#### OBJECTIVE
Gather every line from the entries below that contains the word "running", and copy each of those lines in full.
┄┄┄┄┄┄┄┄┄┄
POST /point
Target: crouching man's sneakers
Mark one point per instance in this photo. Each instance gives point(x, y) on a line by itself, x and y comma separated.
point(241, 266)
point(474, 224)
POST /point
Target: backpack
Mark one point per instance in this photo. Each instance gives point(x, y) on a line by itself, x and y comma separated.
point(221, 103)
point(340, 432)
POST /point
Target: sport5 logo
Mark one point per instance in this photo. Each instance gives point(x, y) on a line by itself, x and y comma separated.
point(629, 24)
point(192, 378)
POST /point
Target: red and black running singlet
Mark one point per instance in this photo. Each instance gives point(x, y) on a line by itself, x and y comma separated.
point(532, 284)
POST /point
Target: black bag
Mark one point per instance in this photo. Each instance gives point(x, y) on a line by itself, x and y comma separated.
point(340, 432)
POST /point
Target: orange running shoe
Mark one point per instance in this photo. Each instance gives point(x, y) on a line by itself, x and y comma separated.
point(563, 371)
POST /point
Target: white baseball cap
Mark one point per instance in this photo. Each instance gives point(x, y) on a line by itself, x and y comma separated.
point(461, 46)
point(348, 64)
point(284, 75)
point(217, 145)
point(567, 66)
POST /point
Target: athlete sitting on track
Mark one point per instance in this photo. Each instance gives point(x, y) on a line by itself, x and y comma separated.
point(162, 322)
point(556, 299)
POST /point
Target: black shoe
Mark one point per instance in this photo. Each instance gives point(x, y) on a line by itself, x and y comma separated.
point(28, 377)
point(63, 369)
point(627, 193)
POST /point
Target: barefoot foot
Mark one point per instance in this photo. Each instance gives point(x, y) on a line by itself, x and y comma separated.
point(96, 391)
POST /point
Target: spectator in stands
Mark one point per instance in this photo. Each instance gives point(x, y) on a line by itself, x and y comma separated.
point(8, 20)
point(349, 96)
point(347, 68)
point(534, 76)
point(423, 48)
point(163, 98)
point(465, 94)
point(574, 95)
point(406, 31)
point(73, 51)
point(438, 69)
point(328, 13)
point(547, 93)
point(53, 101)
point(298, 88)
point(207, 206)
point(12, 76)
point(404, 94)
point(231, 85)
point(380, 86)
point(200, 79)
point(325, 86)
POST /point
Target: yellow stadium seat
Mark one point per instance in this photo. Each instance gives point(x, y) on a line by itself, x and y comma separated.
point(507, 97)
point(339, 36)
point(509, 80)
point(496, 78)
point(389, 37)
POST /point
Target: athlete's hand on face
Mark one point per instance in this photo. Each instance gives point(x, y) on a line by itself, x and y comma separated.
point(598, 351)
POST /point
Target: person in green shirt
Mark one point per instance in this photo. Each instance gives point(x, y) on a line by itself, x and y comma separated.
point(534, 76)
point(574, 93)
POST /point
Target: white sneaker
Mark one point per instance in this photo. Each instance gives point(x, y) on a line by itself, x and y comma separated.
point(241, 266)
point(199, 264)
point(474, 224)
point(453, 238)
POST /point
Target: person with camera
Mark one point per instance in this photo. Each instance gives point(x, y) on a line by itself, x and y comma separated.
┄┄┄┄┄┄┄┄┄┄
#### EXERCISE RESULT
Target: red and black running singlet
Target: orange running shoe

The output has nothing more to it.